**Exercise instructions:**
Every entry below should be reproduced exactly, with all pictures left out.

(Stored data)
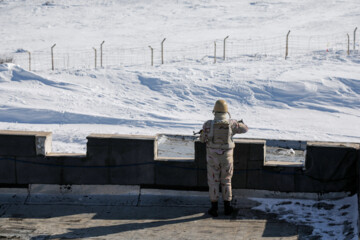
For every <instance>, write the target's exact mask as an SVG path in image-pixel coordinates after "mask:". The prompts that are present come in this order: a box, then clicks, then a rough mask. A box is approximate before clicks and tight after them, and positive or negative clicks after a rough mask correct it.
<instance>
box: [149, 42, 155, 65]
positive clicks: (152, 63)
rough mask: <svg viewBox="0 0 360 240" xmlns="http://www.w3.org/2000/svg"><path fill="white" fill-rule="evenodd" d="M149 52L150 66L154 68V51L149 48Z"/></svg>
mask: <svg viewBox="0 0 360 240" xmlns="http://www.w3.org/2000/svg"><path fill="white" fill-rule="evenodd" d="M149 48H150V50H151V66H154V49H153V48H152V47H151V46H149Z"/></svg>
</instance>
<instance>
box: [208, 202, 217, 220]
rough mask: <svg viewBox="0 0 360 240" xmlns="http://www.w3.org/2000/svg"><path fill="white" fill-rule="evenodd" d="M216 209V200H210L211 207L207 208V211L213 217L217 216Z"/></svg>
mask: <svg viewBox="0 0 360 240" xmlns="http://www.w3.org/2000/svg"><path fill="white" fill-rule="evenodd" d="M217 210H218V204H217V202H211V208H210V209H209V211H208V213H209V214H210V215H211V216H213V217H217V216H219V215H218V213H217Z"/></svg>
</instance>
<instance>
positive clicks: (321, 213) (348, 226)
mask: <svg viewBox="0 0 360 240" xmlns="http://www.w3.org/2000/svg"><path fill="white" fill-rule="evenodd" d="M252 200H255V201H257V202H259V203H261V205H259V206H257V207H254V208H253V209H254V210H261V211H263V212H265V213H268V214H270V213H273V214H276V215H277V217H278V218H279V219H280V220H285V221H287V222H289V223H294V224H296V225H308V226H311V227H313V228H314V230H313V231H312V234H311V236H308V238H309V239H311V238H312V237H313V238H314V239H318V238H319V239H357V235H358V228H357V219H358V214H357V212H358V204H357V196H356V195H353V196H352V197H347V198H344V199H340V200H322V201H314V200H304V199H270V198H252Z"/></svg>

**Written response:**
For every <instance>, write the target's exact mask as an SVG path in image-pixel coordinates after "mask:". The prompts that are present come in this order: a box, then clicks, then a rough mask. A box is approximate before clicks and tight after them, and positive or negative clicks after a rough mask correct it.
<instance>
box: [149, 42, 155, 65]
positive clicks: (152, 63)
rough mask: <svg viewBox="0 0 360 240" xmlns="http://www.w3.org/2000/svg"><path fill="white" fill-rule="evenodd" d="M149 52L150 66L154 68V51L149 48Z"/></svg>
mask: <svg viewBox="0 0 360 240" xmlns="http://www.w3.org/2000/svg"><path fill="white" fill-rule="evenodd" d="M149 48H150V50H151V66H154V49H153V48H152V47H151V46H149Z"/></svg>
</instance>
<instance>
box: [208, 202, 217, 220]
rough mask: <svg viewBox="0 0 360 240" xmlns="http://www.w3.org/2000/svg"><path fill="white" fill-rule="evenodd" d="M216 209V200H210L211 207L207 208V211L213 217L217 216Z"/></svg>
mask: <svg viewBox="0 0 360 240" xmlns="http://www.w3.org/2000/svg"><path fill="white" fill-rule="evenodd" d="M217 210H218V204H217V202H211V208H210V209H209V211H208V213H209V214H210V215H211V216H213V217H217V216H219V215H218V213H217Z"/></svg>
</instance>
<instance>
positive clicks: (321, 213) (348, 226)
mask: <svg viewBox="0 0 360 240" xmlns="http://www.w3.org/2000/svg"><path fill="white" fill-rule="evenodd" d="M252 200H255V201H257V202H259V203H261V205H259V206H257V207H254V208H253V209H254V210H261V211H263V212H265V213H268V214H270V213H273V214H276V215H277V217H278V218H279V219H280V220H285V221H287V222H289V223H294V224H296V225H308V226H311V227H313V228H314V230H313V231H312V234H311V236H308V238H309V239H311V238H312V237H313V238H314V239H318V238H319V239H357V235H358V228H357V219H358V214H357V212H358V204H357V196H356V195H353V196H352V197H347V198H344V199H340V200H322V201H314V200H304V199H270V198H252Z"/></svg>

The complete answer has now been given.